[START OF PROVIDED MATERIAL]

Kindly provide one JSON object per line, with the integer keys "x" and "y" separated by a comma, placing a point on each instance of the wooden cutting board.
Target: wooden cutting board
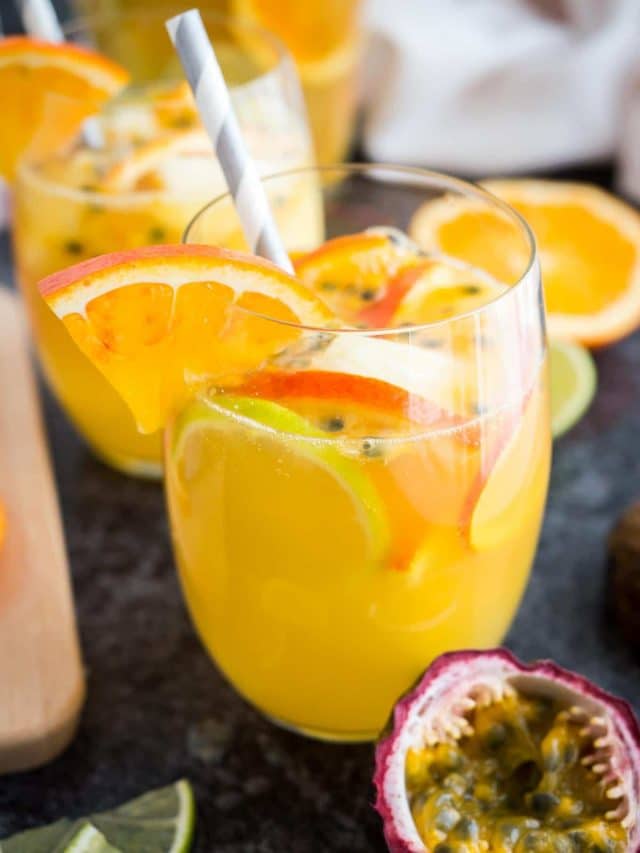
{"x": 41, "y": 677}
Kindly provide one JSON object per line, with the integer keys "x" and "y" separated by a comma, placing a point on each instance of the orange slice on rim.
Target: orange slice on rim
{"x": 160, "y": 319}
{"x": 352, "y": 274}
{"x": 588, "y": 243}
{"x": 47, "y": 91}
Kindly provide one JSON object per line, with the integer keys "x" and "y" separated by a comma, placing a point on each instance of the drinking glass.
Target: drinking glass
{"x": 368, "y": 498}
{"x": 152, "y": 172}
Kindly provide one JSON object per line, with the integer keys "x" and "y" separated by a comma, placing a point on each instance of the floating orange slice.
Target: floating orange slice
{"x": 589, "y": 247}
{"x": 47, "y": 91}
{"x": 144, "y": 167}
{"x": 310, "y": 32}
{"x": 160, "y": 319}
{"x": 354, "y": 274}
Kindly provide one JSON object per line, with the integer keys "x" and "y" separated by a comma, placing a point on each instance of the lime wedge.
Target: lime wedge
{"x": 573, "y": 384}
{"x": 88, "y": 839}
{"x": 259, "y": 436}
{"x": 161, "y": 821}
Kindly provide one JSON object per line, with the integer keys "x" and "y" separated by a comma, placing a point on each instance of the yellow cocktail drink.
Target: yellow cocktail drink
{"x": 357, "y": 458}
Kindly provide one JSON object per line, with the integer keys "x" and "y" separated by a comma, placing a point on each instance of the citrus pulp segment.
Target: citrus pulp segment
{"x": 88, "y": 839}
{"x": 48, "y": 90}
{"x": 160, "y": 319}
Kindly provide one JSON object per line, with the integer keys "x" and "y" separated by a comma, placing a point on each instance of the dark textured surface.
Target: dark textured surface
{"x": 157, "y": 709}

[END OF PROVIDED MATERIAL]
[START OF PROVIDED MATERIAL]

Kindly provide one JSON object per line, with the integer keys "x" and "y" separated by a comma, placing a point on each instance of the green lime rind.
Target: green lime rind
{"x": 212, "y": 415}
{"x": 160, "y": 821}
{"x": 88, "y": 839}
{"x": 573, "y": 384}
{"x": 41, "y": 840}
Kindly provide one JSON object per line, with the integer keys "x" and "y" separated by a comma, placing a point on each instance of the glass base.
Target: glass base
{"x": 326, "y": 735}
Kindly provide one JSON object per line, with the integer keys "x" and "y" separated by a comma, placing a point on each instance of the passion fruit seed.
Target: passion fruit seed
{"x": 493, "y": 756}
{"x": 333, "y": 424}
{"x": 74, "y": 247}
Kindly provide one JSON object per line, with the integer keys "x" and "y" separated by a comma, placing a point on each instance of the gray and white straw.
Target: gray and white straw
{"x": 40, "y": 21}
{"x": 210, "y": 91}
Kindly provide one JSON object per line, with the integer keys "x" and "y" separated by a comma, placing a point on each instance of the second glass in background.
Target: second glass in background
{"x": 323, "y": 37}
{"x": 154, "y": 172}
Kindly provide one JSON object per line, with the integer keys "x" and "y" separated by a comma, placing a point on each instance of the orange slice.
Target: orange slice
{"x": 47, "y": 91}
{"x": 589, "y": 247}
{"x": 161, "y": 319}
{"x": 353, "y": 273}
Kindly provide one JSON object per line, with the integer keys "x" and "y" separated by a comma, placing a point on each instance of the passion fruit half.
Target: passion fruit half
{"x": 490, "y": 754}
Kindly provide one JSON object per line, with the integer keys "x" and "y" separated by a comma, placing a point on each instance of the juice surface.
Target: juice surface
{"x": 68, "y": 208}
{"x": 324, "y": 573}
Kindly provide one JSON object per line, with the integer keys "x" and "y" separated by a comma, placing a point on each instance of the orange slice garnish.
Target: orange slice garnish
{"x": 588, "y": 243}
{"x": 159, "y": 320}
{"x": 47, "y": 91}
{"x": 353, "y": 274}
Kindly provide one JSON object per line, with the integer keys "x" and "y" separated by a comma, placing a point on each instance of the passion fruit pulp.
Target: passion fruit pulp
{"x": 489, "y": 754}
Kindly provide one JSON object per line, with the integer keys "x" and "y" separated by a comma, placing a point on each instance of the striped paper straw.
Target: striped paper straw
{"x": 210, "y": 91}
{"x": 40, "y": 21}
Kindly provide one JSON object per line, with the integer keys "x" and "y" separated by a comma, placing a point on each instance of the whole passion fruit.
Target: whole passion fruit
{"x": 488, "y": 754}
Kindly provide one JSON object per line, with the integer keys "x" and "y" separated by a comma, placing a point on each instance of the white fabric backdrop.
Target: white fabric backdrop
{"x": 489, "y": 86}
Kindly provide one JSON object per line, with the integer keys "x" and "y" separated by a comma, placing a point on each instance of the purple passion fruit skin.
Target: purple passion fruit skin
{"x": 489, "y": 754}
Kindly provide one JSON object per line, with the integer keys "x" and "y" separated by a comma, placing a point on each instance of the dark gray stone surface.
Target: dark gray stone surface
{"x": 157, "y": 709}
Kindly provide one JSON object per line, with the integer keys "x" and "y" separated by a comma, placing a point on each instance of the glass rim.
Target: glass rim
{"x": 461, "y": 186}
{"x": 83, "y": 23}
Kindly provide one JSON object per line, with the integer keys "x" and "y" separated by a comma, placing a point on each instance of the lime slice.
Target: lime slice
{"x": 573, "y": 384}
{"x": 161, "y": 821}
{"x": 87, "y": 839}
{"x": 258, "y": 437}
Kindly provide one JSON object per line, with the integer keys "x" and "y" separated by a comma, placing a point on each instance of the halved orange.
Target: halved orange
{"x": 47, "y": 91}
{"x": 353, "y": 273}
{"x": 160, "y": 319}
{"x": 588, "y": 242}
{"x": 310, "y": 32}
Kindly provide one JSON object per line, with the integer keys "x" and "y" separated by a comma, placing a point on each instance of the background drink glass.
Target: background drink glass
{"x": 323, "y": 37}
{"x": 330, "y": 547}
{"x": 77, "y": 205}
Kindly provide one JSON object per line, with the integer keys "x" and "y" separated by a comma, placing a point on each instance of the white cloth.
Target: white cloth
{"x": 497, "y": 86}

[END OF PROVIDED MATERIAL]

- [PROBLEM]:
Return every line of the listing above that contains the word "seed".

- [RESULT OF THE EXERCISE]:
Kindly provide one JSON object per line, with the integer keys "x" and "y" separated by a comma, placing a point on each instance of the passion fruit seed.
Target: passion fruit seed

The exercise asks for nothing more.